The narcissistic and mischievous leader of the Nines. He often smiles but he is brutally honest and lacks empathy for others but his unit. He is interested in Hiro for being the sole partner to survive riding with Zero Two. He is also interested in Ichigo for her pride and dignity. He believes that humans don't need either genders or emotions, and finds procreation to be repulsive. He is fiercely loyal to Papa and looks down upon Squad 13, to the point he causes trouble for them to disrupt their happiness and form a rift with Zero Two. When Papa reveals his true identity and betrays everyone by trying to kill them, Alpha becomes ill due to “lack of maintenance” and begins to question Papa’s intentions. He decides to aid Squad 13 in the final battle against VIRM and sacrifices himself to save Hiro, whom he credits for teaching him what it means to be human.
- 9'β (ナインベータ, Nain Bēta)

A stamen who serves in Nines. He dies in the galactic battle with VIRM in episode 23.
- 9'γ (ナインガンマ, Nain Ganma)

A stamen who serves in Nines. He dies in the galactic battle against VIRM in episode 23.
- 9'δ (ナインデルタ, Nain Deruta)

A pistil who serves in Nines. She is the only girl in the squad who participates in the story besides the boys. She and her partner, Epsilon, are killed by VIRM in episode 21.
- 9'ε (ナインイプシロン, Nain Ipushiron)

A stamen who serves in Nines. He and Delta are killed by VIRM in episode 21.
- 9'ζ (ナインゼータ, Nain Zēta)
A pistil who serves in Nines. She is Alpha’s partner. She dies from lack of maintenance after the battle in episode 21.
- 9'η (ナインエータ, Nain Ēta)
A pistil who serves in Nines. She is Beta’s partner. She dies in episode 23.
- 9'θ (ナインテータ, Nain Tēta)
A pistil who serves in Nines. She is Gamma’s partner. She dies in episode 23.

==Other characters==
- Code
  703 (コード:703, Kōdo:703) Naomi (ナオミ)

Hiro's former partner who was hospitalized after a klaxosaur attack in which she loses an arm. After disbanding from Hiro, she was said to have disappeared. In episode 22, it is revealed she has been kept in a cryogenic state along with other children deemed unfit to pilot, looked after by Dr. Franxx. She is later released and is shown taking care of an aging Ikuno at the end of the series.
- Code
  081 (コード:081, Kōdo:081)

Zero Two's former partner who is killed in a klaxosaur attack.
- Code
  090 (コード:090, Kōdo:090)

The squad leader of Plantation 26. He lost his former partner two years ago because of Zero Two's poor combat composure. Because of this, he holds a deep grudge towards Zero Two. He and his squad die in a suicide attack in an attempt to stop a Lehmann class Klaxosaur that destroyed their Plantation.

Region pointing data –
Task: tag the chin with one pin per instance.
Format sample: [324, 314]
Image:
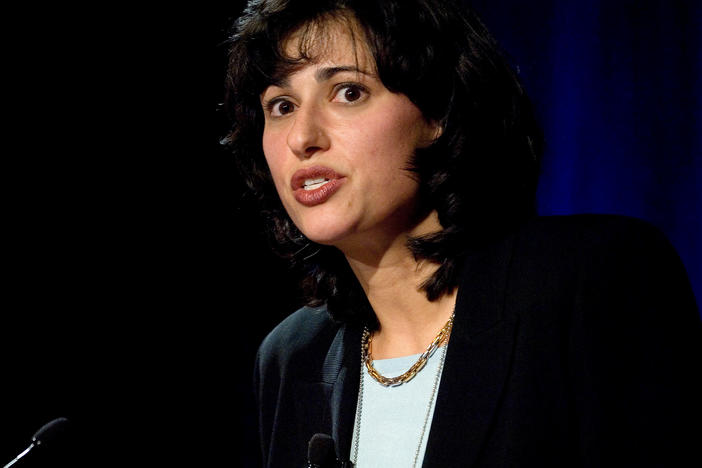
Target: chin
[325, 233]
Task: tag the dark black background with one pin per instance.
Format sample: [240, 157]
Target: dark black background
[136, 288]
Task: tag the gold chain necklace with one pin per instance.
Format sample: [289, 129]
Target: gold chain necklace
[367, 358]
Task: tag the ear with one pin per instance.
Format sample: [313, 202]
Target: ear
[433, 132]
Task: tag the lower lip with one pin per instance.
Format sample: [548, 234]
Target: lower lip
[318, 195]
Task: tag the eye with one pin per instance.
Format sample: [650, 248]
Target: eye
[350, 93]
[280, 107]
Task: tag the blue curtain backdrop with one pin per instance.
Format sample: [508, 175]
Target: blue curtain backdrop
[617, 87]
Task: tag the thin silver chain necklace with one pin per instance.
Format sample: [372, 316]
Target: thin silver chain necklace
[359, 405]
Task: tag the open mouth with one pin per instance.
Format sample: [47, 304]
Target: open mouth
[312, 184]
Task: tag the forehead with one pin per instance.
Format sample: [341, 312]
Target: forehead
[337, 40]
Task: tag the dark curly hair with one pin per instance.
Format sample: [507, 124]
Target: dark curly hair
[480, 175]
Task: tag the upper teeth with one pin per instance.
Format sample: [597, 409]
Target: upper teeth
[311, 184]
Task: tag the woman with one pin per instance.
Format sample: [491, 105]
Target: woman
[396, 156]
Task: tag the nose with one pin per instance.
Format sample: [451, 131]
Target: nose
[308, 133]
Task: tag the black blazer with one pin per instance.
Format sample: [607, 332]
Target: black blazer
[576, 342]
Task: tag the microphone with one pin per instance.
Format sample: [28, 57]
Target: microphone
[320, 452]
[46, 435]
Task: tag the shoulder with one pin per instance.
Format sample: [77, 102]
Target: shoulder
[298, 335]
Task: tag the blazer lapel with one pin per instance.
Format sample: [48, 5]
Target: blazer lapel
[344, 394]
[477, 361]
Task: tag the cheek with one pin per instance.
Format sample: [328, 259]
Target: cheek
[274, 158]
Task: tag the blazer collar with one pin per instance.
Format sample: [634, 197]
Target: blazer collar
[477, 361]
[476, 367]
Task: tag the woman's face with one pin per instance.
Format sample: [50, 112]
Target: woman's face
[338, 143]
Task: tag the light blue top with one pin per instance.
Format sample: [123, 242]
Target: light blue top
[392, 417]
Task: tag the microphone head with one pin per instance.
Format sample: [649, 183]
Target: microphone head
[320, 450]
[50, 431]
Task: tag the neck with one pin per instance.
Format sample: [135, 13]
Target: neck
[391, 279]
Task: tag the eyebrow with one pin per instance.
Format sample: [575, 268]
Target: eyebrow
[323, 74]
[326, 73]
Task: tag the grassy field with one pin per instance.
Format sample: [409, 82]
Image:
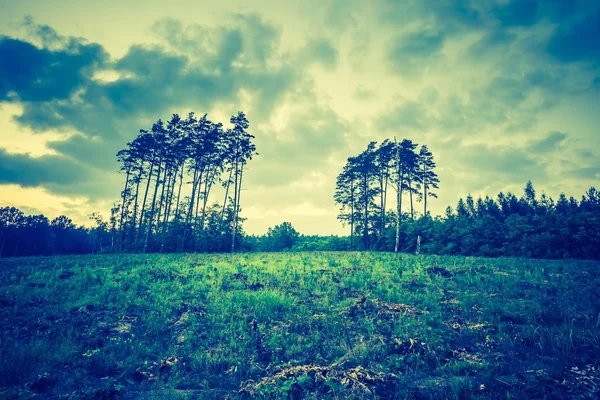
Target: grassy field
[304, 325]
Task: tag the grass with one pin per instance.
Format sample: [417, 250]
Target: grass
[298, 325]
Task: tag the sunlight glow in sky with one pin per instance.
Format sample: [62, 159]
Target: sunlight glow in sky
[500, 91]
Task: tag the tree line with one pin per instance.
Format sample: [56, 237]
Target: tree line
[193, 154]
[362, 187]
[525, 226]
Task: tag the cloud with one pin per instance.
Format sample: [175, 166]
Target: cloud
[549, 143]
[413, 52]
[31, 74]
[578, 41]
[48, 169]
[321, 51]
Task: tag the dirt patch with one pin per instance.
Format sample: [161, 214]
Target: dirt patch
[443, 272]
[380, 309]
[155, 370]
[299, 381]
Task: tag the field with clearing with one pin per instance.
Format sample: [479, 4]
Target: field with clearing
[298, 325]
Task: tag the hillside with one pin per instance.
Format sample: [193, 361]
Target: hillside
[299, 325]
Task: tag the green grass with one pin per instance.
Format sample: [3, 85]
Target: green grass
[298, 325]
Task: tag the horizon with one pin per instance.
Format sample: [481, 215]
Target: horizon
[501, 93]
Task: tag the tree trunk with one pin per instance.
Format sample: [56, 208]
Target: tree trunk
[179, 191]
[234, 219]
[351, 214]
[135, 204]
[424, 192]
[162, 198]
[382, 203]
[123, 208]
[149, 232]
[398, 200]
[366, 217]
[188, 217]
[385, 198]
[143, 209]
[412, 212]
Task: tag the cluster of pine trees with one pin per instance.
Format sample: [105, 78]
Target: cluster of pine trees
[511, 226]
[186, 155]
[362, 187]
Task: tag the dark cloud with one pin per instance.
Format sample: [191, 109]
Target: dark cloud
[50, 169]
[32, 74]
[196, 69]
[303, 146]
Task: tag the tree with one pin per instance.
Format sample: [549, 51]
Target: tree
[428, 177]
[281, 237]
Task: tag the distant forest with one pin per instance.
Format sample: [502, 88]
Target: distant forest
[170, 170]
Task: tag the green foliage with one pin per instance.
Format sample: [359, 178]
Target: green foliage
[298, 325]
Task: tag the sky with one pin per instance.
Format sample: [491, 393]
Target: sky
[500, 91]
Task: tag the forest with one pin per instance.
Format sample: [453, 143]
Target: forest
[170, 169]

Tasks to complete –
- 1) Based on the character list, say whether each statement agrees with it, answering yes or no and quoting the deciding words. (a) The leader of the Nines sacrifices himself to save Hiro. (b) Zeta dies in episode 23. (c) Code 090 lost his former partner two years ago.
- 2) According to the character list, what is Naomi shown doing at the end of the series?
- 3) Continue the character list from the end of the Code 090 entry.

Answers by item number –
- 1)
(a) Yes: "sacrifices himself to save Hiro, whom he credits for teaching him what it means to be human."
(b) No: "She dies from lack of maintenance after the battle in episode 21."
(c) Yes: "He lost his former partner two years ago because of Zero Two's poor combat composure."

- 2) She is shown taking care of an aging Ikuno.

- 3)
- The Woman (オトナ 女性, Otona Josei)

The woman who rescues and tends to Zorome after he gets lost in the city. He senses a familiarity with her but the exact nature of their relationship is unknown. Based on their identical eye color and her behavior towards him, it is speculated she is biologically related to him.
- Karina Milsa (カリナ・ミルザ, Karina Miruza)

A scientist who discovers a way to regenerate telomeres (thought to cause aging by modern scientists). She was Dr. Franxx's past fiancée and greatly admired him. She was involved in his research of the Franxx and immortality. She died in an accident in 2042 while first testing the prototype Franxx and reproductive procedures.
- Ai (アイ)

Kokoro and Mitsuru's daughter. She is the first natural child to be born to parasites. She is a cheerful and precocious child, and is loved dearly by her parents.
- Code
  001 (コード:001, Kōdo:001)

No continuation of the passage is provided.